━━━━━ DATA PROVIDED ━━━━━

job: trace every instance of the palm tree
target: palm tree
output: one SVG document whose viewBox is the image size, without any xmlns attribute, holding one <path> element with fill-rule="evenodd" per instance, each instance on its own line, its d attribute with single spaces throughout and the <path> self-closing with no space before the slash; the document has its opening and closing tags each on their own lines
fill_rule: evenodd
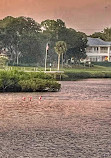
<svg viewBox="0 0 111 158">
<path fill-rule="evenodd" d="M 58 41 L 56 42 L 56 46 L 54 47 L 55 52 L 58 54 L 58 71 L 60 69 L 60 56 L 67 51 L 67 46 L 64 41 Z M 62 61 L 63 62 L 63 61 Z"/>
</svg>

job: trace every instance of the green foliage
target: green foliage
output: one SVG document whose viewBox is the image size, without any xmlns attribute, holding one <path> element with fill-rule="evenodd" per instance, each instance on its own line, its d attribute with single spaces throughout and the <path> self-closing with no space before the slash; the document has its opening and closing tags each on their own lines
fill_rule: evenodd
<svg viewBox="0 0 111 158">
<path fill-rule="evenodd" d="M 111 28 L 105 28 L 102 32 L 95 32 L 91 37 L 100 38 L 104 41 L 111 41 Z"/>
<path fill-rule="evenodd" d="M 47 81 L 43 79 L 30 79 L 21 80 L 19 85 L 22 91 L 25 92 L 36 92 L 36 91 L 58 91 L 60 89 L 60 84 L 55 81 Z"/>
<path fill-rule="evenodd" d="M 0 72 L 1 92 L 58 91 L 60 84 L 45 73 L 25 73 L 19 71 Z"/>
<path fill-rule="evenodd" d="M 55 52 L 58 54 L 58 70 L 59 70 L 60 69 L 60 56 L 62 55 L 62 63 L 63 63 L 63 54 L 67 51 L 67 45 L 64 41 L 58 41 L 56 42 L 56 46 L 54 47 L 54 49 L 55 49 Z"/>
<path fill-rule="evenodd" d="M 8 62 L 8 57 L 6 56 L 0 56 L 0 67 L 3 68 L 6 63 Z"/>
</svg>

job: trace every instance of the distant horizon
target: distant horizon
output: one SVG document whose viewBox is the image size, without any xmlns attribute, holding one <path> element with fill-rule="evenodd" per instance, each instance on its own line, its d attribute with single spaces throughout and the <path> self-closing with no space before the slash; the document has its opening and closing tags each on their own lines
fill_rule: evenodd
<svg viewBox="0 0 111 158">
<path fill-rule="evenodd" d="M 66 27 L 91 35 L 111 27 L 111 0 L 0 0 L 0 19 L 7 16 L 38 23 L 61 19 Z"/>
</svg>

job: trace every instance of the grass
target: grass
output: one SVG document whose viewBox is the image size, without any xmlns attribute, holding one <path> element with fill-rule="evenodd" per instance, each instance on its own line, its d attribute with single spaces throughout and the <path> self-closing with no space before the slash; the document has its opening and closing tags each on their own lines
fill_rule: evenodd
<svg viewBox="0 0 111 158">
<path fill-rule="evenodd" d="M 18 70 L 18 71 L 44 71 L 44 67 L 5 67 L 5 70 Z M 49 71 L 50 68 L 47 68 Z M 73 66 L 73 68 L 60 69 L 64 71 L 62 80 L 77 80 L 85 78 L 111 78 L 111 67 L 94 65 L 94 67 Z M 52 71 L 57 71 L 57 68 L 52 68 Z M 56 74 L 56 79 L 60 79 L 60 74 Z M 58 76 L 59 75 L 59 76 Z"/>
</svg>

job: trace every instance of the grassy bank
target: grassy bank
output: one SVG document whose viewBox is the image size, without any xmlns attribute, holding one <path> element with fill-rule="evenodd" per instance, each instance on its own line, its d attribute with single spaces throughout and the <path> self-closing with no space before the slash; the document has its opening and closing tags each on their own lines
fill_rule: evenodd
<svg viewBox="0 0 111 158">
<path fill-rule="evenodd" d="M 42 72 L 0 71 L 0 92 L 59 91 L 61 85 Z"/>
<path fill-rule="evenodd" d="M 111 78 L 111 67 L 94 66 L 92 68 L 75 67 L 64 70 L 64 80 L 78 80 L 87 78 Z"/>
</svg>

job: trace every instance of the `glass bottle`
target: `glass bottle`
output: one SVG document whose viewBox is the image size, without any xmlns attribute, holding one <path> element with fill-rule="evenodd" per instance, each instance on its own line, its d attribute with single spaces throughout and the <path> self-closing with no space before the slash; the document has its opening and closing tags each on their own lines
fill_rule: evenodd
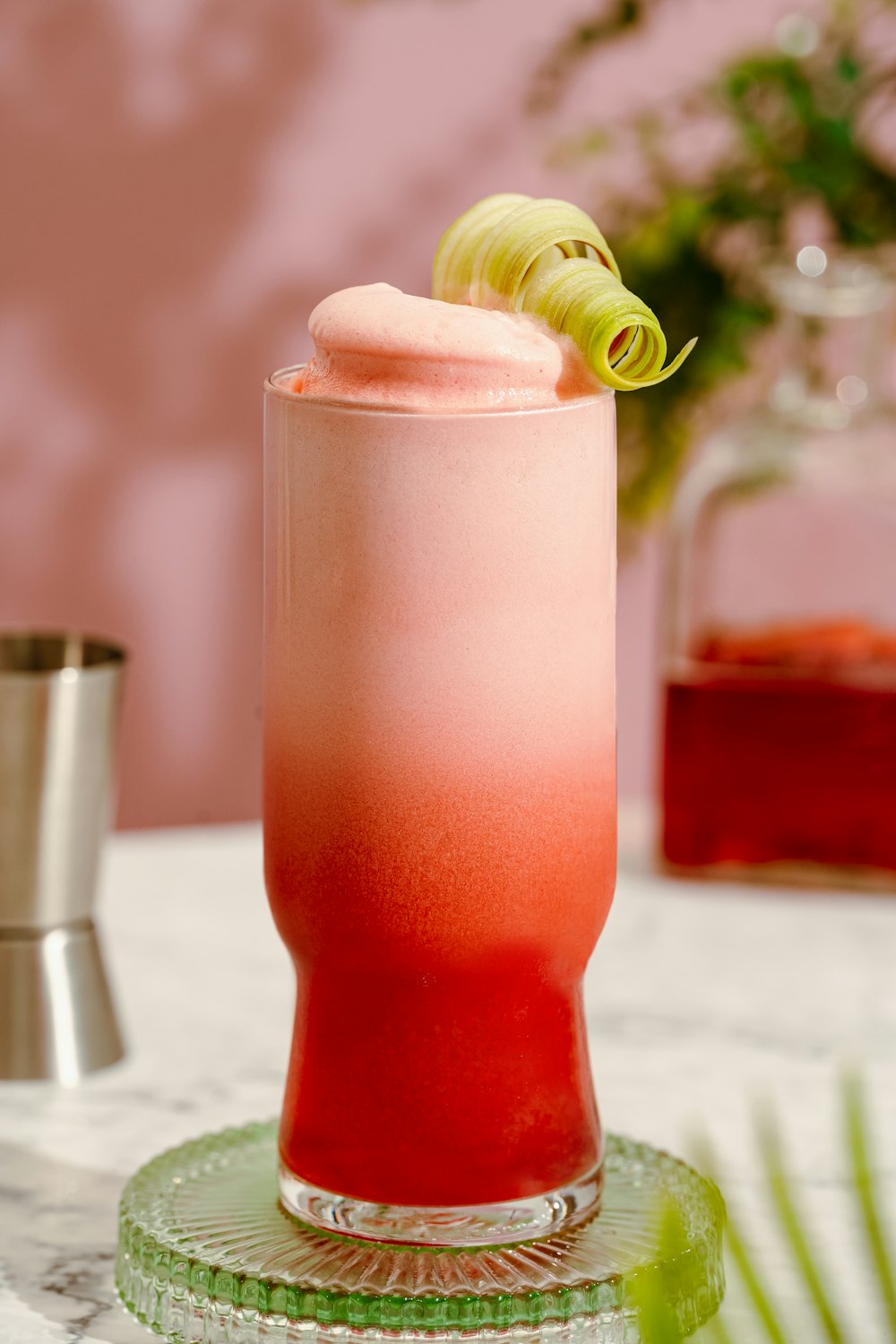
<svg viewBox="0 0 896 1344">
<path fill-rule="evenodd" d="M 661 851 L 711 876 L 896 886 L 892 285 L 818 247 L 767 280 L 780 372 L 672 507 Z"/>
</svg>

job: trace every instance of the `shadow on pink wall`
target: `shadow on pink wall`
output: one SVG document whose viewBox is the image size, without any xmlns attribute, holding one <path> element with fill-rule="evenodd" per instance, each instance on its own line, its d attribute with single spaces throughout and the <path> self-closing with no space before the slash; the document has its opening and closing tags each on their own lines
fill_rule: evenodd
<svg viewBox="0 0 896 1344">
<path fill-rule="evenodd" d="M 0 624 L 130 646 L 121 824 L 258 813 L 262 380 L 305 356 L 332 289 L 424 292 L 477 196 L 564 192 L 520 109 L 582 8 L 0 9 Z M 693 35 L 736 27 L 715 15 L 681 0 L 680 38 L 596 70 L 586 105 L 606 116 L 635 67 L 653 94 L 690 78 Z M 629 792 L 650 771 L 654 578 L 649 559 L 621 586 Z"/>
<path fill-rule="evenodd" d="M 261 379 L 317 294 L 220 278 L 328 63 L 290 0 L 140 8 L 8 13 L 0 124 L 0 618 L 130 646 L 124 824 L 258 809 Z"/>
</svg>

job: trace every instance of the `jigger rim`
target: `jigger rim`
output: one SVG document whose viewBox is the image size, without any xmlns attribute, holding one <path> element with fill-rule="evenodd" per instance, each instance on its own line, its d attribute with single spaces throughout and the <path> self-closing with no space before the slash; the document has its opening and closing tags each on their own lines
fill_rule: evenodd
<svg viewBox="0 0 896 1344">
<path fill-rule="evenodd" d="M 125 645 L 102 634 L 63 629 L 1 629 L 0 680 L 62 680 L 117 671 L 128 661 Z"/>
</svg>

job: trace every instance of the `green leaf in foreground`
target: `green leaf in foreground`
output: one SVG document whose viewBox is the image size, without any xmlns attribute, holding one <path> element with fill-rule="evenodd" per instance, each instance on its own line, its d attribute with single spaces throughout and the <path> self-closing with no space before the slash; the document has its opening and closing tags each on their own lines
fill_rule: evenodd
<svg viewBox="0 0 896 1344">
<path fill-rule="evenodd" d="M 868 1152 L 868 1126 L 858 1078 L 844 1078 L 844 1118 L 853 1175 L 853 1189 L 862 1215 L 870 1267 L 877 1281 L 891 1340 L 896 1341 L 896 1274 L 877 1203 L 877 1189 Z"/>
</svg>

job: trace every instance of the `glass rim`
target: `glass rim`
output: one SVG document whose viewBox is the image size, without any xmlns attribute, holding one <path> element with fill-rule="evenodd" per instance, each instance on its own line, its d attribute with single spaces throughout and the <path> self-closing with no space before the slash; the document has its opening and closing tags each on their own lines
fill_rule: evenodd
<svg viewBox="0 0 896 1344">
<path fill-rule="evenodd" d="M 770 296 L 806 317 L 864 317 L 885 309 L 895 276 L 888 259 L 842 246 L 768 249 L 760 276 Z"/>
<path fill-rule="evenodd" d="M 74 680 L 121 669 L 128 649 L 102 636 L 62 629 L 0 629 L 0 679 Z M 62 675 L 69 673 L 63 677 Z"/>
<path fill-rule="evenodd" d="M 279 401 L 292 402 L 294 405 L 302 406 L 328 406 L 340 411 L 349 411 L 356 415 L 395 415 L 396 418 L 416 418 L 416 419 L 458 419 L 463 417 L 465 419 L 481 415 L 493 418 L 496 415 L 512 417 L 512 415 L 556 415 L 557 411 L 570 411 L 576 407 L 592 406 L 596 402 L 611 401 L 615 396 L 613 387 L 600 386 L 599 390 L 594 392 L 587 392 L 584 396 L 568 396 L 563 401 L 553 402 L 549 406 L 470 406 L 470 407 L 457 407 L 451 410 L 450 407 L 430 409 L 424 406 L 391 406 L 386 402 L 352 402 L 340 401 L 336 396 L 308 396 L 304 392 L 294 392 L 292 388 L 283 386 L 283 380 L 287 378 L 294 378 L 306 364 L 287 364 L 285 368 L 278 368 L 265 379 L 265 395 L 277 396 Z"/>
</svg>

━━━━━

> _REQUIRED TASK_: Which lines in the segmentation data above contain the string "glass"? Gather each of them and copy it in full, treating uppercase and lowercase as different.

> _TASK ANSWER_:
job: trace every instance of the `glass bottle`
target: `glass bottle`
job: trace every instance of the `glass rim`
target: `glass rim`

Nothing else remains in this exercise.